La vida no es una improvisación. Nuestras decisiones más importantes
tampoco son espontáneas sino que van precedidas de muchas otras pequeñas y
cotidianas decisiones que van configurando el momento de la definitividad. Así
le sucedió también a Jesús. Su modo de estar en la vida y relacionarse con la
gente de forma compasiva y solidaria se le hizo “intolerable” a los poderosos
de este mundo. Hay vidas y palabras que molestan, porque la fuerza
transformadora del amor en ellas denuncia el desamor, la injusticia y la
violencia y revela complicidades que no queremos ver.
Hoy también, como proclama el papa Francisco,
resultan “molestos” los reclamos por la solidaridad universal, la distribución
justa de los bienes, la preservación de las fuentes de trabajo, el reconocimiento de la dignidad de
los débiles y la dignidad de la tierra, en
definitiva las exigencias de un Dios que se compromete con la justicia
(EG 203, 215). Por eso celebrar la pasión de Cristo es tomar conciencia que
Jesús “no murió”, sino que a Jesús “le arrancaron de la tierra de los vivos “( Is 53,8). Su muerte,
como la de tantas personas hoy en
nuestro mundo: tráfico de seres humanos, talleres clandestinos, accidentes laborales, violencia doméstica, rutas
migratorias (EG 211) no fue “accidental”,
sino que son “crónicas de una muerte anunciada “. La imagen del Siervo de Yahveh “despreciado y evitado por los hombres”, “desestimando”

TAREAS:
1. Traduce al inglés esta oración de la reflexión sobre la pasión de Cristo: «Hay vidas y palabras que molestan, porque la fuerza transformadora del amor en ellas denuncia el desamor, la injusticia y la violencia y revela complicidades que no queremos ver».
2. Por favor, continúa la reflexión sobre la pasión de Cristo desde el punto en que se interrumpe.

CONTENIDO DEL CONJUNTO:
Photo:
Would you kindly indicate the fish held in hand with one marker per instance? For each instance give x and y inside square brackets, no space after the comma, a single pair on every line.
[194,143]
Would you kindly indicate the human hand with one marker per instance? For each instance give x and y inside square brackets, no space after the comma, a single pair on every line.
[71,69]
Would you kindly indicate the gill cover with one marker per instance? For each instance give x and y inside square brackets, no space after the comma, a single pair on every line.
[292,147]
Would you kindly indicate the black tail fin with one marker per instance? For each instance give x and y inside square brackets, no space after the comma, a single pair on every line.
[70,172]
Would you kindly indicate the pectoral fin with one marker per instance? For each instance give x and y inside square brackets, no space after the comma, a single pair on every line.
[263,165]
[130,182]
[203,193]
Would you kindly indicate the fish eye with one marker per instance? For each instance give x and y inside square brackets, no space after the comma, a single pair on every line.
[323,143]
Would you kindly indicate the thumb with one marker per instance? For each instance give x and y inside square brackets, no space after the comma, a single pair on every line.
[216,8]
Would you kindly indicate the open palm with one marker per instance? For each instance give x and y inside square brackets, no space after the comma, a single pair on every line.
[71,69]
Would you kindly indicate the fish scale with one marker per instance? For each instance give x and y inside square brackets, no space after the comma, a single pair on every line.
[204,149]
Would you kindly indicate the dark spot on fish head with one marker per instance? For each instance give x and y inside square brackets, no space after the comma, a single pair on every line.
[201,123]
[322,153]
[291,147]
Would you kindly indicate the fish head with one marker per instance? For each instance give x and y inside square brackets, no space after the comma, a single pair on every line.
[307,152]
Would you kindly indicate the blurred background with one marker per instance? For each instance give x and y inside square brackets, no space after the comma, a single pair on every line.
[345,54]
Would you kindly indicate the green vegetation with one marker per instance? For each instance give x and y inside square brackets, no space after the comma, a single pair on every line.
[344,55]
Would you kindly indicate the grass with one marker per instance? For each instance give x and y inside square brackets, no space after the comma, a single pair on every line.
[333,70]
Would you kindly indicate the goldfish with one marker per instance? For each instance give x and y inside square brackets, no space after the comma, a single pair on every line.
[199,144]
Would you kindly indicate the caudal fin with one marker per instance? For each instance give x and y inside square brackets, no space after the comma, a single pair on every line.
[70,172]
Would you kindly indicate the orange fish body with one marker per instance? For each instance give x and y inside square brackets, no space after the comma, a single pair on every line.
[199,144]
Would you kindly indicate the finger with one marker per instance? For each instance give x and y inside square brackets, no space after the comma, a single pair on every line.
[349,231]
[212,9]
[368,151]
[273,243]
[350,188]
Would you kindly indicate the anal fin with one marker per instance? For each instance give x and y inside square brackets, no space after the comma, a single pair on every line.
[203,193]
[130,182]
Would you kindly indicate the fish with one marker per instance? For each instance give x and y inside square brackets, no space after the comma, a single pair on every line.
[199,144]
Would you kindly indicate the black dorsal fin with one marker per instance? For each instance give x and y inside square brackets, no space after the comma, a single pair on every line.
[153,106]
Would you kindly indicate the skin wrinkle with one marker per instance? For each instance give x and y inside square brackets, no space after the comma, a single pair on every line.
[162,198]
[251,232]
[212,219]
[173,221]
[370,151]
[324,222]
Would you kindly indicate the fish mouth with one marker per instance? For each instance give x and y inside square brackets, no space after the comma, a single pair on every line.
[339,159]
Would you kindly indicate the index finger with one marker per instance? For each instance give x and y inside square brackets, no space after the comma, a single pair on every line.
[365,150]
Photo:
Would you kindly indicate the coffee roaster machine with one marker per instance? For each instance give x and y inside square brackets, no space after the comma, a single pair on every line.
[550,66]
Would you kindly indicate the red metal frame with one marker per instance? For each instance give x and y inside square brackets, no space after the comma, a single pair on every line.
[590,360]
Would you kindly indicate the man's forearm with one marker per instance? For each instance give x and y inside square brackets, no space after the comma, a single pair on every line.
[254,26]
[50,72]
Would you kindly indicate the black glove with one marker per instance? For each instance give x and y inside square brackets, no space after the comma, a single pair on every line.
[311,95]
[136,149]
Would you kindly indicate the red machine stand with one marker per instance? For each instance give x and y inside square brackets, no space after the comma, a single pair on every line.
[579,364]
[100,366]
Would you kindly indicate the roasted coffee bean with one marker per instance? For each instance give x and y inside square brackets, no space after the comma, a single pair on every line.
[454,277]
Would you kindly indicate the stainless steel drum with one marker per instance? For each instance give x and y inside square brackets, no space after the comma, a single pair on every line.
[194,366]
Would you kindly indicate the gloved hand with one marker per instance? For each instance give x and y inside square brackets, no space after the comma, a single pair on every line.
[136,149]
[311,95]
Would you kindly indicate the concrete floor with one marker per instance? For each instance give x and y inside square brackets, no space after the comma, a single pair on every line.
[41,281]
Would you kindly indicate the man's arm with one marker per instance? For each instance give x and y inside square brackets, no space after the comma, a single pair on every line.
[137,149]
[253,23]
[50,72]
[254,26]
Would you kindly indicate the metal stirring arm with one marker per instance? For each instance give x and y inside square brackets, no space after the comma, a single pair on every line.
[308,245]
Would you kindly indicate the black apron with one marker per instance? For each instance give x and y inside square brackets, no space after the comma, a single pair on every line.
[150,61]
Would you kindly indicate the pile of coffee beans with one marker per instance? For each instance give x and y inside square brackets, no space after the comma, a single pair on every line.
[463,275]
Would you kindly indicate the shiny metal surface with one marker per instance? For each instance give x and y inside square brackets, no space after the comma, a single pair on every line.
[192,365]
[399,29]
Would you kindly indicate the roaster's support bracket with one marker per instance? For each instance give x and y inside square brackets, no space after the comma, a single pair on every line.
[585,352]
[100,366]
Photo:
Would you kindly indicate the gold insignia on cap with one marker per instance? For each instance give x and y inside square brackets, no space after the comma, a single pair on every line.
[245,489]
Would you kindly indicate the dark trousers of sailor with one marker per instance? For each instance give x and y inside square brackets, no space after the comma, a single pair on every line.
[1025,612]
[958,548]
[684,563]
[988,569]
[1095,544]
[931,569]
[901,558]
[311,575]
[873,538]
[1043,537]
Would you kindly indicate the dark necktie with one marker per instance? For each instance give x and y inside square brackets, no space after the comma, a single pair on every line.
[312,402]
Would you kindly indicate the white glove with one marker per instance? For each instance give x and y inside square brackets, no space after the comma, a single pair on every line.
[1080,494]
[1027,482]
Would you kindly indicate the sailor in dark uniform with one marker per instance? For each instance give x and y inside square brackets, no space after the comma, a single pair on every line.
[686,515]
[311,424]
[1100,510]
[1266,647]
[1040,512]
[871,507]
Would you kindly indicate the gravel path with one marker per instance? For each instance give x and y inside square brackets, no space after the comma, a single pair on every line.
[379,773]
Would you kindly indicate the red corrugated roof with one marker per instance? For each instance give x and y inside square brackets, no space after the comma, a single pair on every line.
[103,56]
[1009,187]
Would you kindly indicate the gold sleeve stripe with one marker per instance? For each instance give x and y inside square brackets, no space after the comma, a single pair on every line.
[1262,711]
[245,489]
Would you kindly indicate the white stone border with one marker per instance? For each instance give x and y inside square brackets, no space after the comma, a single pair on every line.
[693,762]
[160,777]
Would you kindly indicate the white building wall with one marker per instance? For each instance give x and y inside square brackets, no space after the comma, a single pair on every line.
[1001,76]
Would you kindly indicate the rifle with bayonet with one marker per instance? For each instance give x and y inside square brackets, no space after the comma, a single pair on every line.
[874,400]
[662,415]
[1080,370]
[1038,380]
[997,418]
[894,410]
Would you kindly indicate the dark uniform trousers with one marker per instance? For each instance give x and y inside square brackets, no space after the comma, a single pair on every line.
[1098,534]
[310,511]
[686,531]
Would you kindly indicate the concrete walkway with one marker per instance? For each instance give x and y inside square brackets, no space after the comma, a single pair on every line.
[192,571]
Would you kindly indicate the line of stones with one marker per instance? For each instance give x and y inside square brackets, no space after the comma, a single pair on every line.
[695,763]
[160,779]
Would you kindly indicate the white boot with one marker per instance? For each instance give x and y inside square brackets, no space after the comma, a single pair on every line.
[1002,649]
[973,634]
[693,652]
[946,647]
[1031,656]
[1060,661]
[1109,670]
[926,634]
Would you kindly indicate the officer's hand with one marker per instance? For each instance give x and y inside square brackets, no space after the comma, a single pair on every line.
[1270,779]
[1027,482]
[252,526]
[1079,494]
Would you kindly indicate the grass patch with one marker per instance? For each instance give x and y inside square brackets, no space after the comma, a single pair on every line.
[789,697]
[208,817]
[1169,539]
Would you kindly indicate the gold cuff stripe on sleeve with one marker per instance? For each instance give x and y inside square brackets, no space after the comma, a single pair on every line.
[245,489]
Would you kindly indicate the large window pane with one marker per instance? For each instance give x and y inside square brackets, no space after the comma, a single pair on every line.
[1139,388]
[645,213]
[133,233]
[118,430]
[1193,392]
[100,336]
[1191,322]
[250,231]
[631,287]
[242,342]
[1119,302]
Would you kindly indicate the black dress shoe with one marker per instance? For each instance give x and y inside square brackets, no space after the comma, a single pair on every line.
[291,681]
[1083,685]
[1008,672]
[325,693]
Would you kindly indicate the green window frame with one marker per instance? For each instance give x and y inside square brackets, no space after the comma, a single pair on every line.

RESPUESTAS:
1. There are lives and words that are bothersome, because the transforming power of love in them denounces lovelessness, injustice and violence and reveals complicities we do not want to see.

2.
“maltratado”, juzgado injustamente se
reproduce cotidianamente en nuestros ambientes. En nombre de Jesús se nos pide
posicionarnos ante ellos con las entrañas compasivas y solidarias del Dios que
es Padre y Madre de todos.
Pero no toda cruz es redentora ni el
sufrimiento en sí mismo es un valor ni algo deseable. A la cruz hay que mirarla
siempre por dos lados: el de los crucificadores y el de las víctimas. Por el
lado de los crucificadores hay que maldecir la cruz. Quizás nos hemos
acostumbrado demasiado a aquello de “Salve Cruz, única esperanza”, y hemos
olvidado que hay cruces que no son cristianas, sino legitimadoras del dolor y
la injusticia que recae sobre las vidas de los inocentes. Nada más contrario al
Dios todo compasivo de Jesús que la exaltación
del sufrimiento por el sufrimiento. Dios no ama la Cruz, sino a los crucificados, por eso se
pone en su lugar y no la rehúye, por eso el amor cristiano se concreta en la
faena de bajar de la cruz a los crucificados y por eso paga el precio de la
cruz, cruenta o incruenta.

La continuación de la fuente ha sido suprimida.